* SOURCE RECORDS *
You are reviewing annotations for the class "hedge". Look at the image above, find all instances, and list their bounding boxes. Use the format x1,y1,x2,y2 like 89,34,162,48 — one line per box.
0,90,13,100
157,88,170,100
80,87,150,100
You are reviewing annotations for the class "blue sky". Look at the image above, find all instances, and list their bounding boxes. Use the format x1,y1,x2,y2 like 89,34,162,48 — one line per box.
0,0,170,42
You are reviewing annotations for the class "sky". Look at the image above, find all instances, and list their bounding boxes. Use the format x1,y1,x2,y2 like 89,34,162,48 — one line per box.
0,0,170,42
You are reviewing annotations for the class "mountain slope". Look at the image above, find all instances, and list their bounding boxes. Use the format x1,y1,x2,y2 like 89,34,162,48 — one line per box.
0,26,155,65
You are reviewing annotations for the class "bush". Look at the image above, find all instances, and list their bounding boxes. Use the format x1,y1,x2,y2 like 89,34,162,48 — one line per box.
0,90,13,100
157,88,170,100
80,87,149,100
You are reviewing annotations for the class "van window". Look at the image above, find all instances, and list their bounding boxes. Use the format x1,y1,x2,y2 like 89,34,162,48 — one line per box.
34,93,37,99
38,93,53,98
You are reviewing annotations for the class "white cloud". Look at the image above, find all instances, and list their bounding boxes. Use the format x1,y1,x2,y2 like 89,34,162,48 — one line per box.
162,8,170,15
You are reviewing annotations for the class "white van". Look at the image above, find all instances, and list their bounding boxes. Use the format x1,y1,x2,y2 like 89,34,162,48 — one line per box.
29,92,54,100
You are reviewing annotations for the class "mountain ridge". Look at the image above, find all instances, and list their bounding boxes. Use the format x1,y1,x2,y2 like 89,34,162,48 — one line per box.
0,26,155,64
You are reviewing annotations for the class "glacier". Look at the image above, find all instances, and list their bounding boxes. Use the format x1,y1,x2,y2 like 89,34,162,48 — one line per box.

* TASK PROMPT *
Rewrite the entries, from the first line down through the line containing "0,26,155,65", as a Markdown table with the columns Row and Text. Number each line in Row and skip any blank lines.

* CORRECT RESULT *
| Row | Text |
|---|---|
| 1 | You are reviewing annotations for the class "hedge". Look at the image above, find all instances, and list their bounding boxes. Use the format x1,y1,x2,y2 like 89,34,162,48 — one line per box. |
| 2 | 0,90,13,100 |
| 3 | 157,88,170,100 |
| 4 | 80,87,150,100 |
| 5 | You are reviewing annotations for the class "blue sky". Look at the image above, find all instances, and list their bounding boxes. Use the format x1,y1,x2,y2 like 89,34,162,48 — one line per box. |
| 6 | 0,0,170,42 |
| 7 | You are reviewing annotations for the class "sky". Look at the image above, find all instances, and list their bounding boxes. Use the format x1,y1,x2,y2 like 89,34,162,48 — one line per box. |
| 8 | 0,0,170,42 |
| 9 | You are reviewing annotations for the class "mountain slope". Look at the image above, find all instances, and list their bounding boxes. Use the format x1,y1,x2,y2 like 89,34,162,48 — one line per box. |
| 10 | 0,26,155,65 |